# Document segment:
* * *

Apocalypticism, cont'd

This is perhaps a better, while second-hand, synopsis/answer regarding this fellow Stringfellow's setting of the tone for the [post-]modern apocalyptic vision; and, again, I find it interesting that someone who is so relatively uncelebrated by apocalypticists has actually cast such an influence on those of us who would seek to 'borrow' and continue the apocalyptic voice.

In answer to various previous questions here in previous years, this is something of what the 'apocalyptic perspective and voice' is about:



'. . . Stringfellow saw God's creation caught in a dramatic and final battle. Apocalyptic is but the name we give for the struggle to live in accordance with God's good creation as those who no longer have to fear death, baptized as we are into Christ's death and resurrection. We believe that is why Stringfellow was able to challenge our liberal idealism which assumed that if we could just get people of goodwill to work together, somehow we could solve our social problems. He knew that any such "solution" would be far too pale a response to the powers [and principalities] we confront. Yet exactly because he knew we were part of an apocalyptic drama, he never gave up hope despite his clear-eyed vision of the terrors of the struggle. The question was not whether as Christians we were going to accomplish much, but whether we were going to live faithfully.'
-From 'Creation as Apocalyptic' in Stanley Hauerwas's Dispatches from the Front

-r

Apocalyptic Vision

In what little I've read of this fellow, he is intriguing to me. Like T.S. Eliot, he is apparently one of those persons who so participated in apocalyptic vision (and, particularly, re-embodied it in a modern context, set the present tone for it) that I already owe a great deal to him without even knowing him. It's always odd to find the persons who were dreaming something of what you thought were your dreams, and dreaming them in such vivid colours long before you were born - to the point that you can only assume your vision somehow, in some small way, exists only insofar as it participates in theirs.

* * *

# Actions to take:
a) In the apocalypticism post, which book is the quoted passage about Stringfellow taken from?
b) Duplicate a stretch of the apocalypticism post word for word: begin at the words "This is perhaps" and stop after "the apocalyptic voice.".
The entries further down play no part in what is asked about the apocalypticism post.

* * *

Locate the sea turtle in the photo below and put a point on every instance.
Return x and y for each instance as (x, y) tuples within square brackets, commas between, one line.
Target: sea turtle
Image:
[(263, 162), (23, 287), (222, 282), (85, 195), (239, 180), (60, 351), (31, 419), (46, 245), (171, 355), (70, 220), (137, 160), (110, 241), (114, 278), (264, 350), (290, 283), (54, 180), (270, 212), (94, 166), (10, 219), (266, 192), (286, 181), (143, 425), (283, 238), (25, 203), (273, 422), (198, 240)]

* * *

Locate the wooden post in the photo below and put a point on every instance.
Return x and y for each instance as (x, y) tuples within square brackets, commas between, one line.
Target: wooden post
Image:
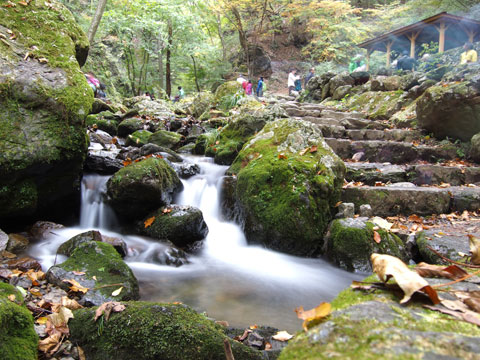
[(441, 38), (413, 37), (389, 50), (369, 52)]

* * *

# Answers to the exercises:
a) Stanley Hauerwas's Dispatches from the Front, from the piece "Creation as Apocalyptic."

b)
This is perhaps a better, while second-hand, synopsis/answer regarding this fellow Stringfellow's setting of the tone for the [post-]modern apocalyptic vision; and, again, I find it interesting that someone who is so relatively uncelebrated by apocalypticists has actually cast such an influence on those of us who would seek to 'borrow' and continue the apocalyptic voice.